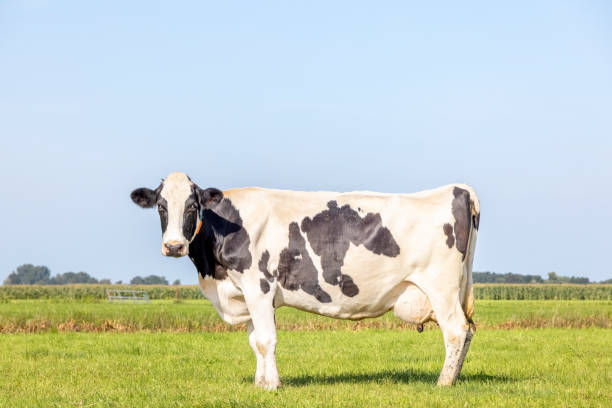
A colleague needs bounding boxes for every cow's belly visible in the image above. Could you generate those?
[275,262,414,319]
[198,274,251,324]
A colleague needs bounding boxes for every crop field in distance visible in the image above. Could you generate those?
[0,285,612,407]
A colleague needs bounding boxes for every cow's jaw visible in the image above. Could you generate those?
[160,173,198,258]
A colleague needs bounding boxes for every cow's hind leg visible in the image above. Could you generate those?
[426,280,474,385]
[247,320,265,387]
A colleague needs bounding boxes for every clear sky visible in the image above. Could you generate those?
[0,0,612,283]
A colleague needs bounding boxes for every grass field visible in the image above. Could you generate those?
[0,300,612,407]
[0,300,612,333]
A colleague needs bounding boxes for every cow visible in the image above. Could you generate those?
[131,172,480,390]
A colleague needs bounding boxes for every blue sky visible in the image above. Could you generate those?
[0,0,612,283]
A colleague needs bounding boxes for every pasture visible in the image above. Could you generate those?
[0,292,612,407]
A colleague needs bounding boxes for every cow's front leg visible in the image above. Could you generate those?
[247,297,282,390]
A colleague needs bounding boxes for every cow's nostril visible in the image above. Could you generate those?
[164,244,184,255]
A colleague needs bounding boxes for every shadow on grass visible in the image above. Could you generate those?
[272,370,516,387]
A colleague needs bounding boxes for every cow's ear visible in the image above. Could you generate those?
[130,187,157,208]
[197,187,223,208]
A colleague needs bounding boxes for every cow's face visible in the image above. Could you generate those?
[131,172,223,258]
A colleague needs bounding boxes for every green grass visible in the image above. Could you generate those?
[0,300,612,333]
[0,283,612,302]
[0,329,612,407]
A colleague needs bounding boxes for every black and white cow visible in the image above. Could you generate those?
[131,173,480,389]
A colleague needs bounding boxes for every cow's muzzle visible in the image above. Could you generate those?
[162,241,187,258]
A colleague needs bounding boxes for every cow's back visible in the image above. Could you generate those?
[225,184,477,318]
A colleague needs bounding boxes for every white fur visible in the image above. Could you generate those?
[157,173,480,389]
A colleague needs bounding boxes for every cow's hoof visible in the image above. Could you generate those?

▬▬▬▬▬▬

• Your instructions:
Return all of the items above word for word, with the pictures left out.

• The output:
A colleague needs bounding boxes for every cow's belly visible in the image above. Could you generate those?
[275,262,414,319]
[198,274,251,324]
A colleague needs bounding boxes for every crop field in distance visible in the image above. Could you generate those?
[0,285,612,407]
A colleague needs bounding boxes for every cow's jaw visible in the image above. Could you generate those?
[160,173,198,258]
A colleague needs bounding boxes for every cow's hind leg visible in the image above. Could you generate those?
[426,280,474,385]
[247,320,265,387]
A colleague needs bounding boxes for every clear sky visible in the image above. Could you generate those?
[0,0,612,283]
A colleague needs bounding boxes for every grass field visible in the image above. Could you generate those?
[0,300,612,407]
[0,300,612,333]
A colleague needs bounding boxes for every cow visible in the image above. Could you generate those?
[131,172,480,390]
A colleague needs bounding boxes for every blue sky visible in the image above. Could you generate those?
[0,0,612,283]
A colleague needs bounding boxes for every pasture visible in the image above. Could you generate those?
[0,292,612,407]
A colleague needs bounding boxes for every cow's front leg visible in the image above. Could you generate those?
[247,297,282,390]
A colleague needs bounding boxes for every cow's nostril visible in the image above. Could you generate those?
[164,244,184,255]
A colleague needs bounding boxes for every shadow on grass visible in the image above. Could you generate those?
[272,370,516,387]
A colleague needs bounding boxes for every cow's ear visible in the image above. Could you generate those?
[130,187,157,208]
[197,187,223,208]
A colleague needs bounding boxes for every cow's face visible in the image above. Could you generate those?
[131,172,223,258]
A colleague needs bounding boxes for every green grass visible in the image above. Could you generate those?
[0,300,612,333]
[0,283,612,302]
[0,329,612,407]
A colleague needs bounding boxes for every black and white cow visible in the image above. Could you generate those?
[131,173,480,389]
A colleague needs bounding boxes for every cow's muzzle visible in the image above. Could you generate those?
[162,241,187,258]
A colleague needs bounding boxes for every cow's back visible in the image above. Could you generate those?
[225,184,477,318]
A colleague needs bounding boxes for every white fur visible in the image above. Could you generate those?
[157,173,480,389]
A colleague needs bounding boxes for every cow's hoof visible in the image above. Could you generate those?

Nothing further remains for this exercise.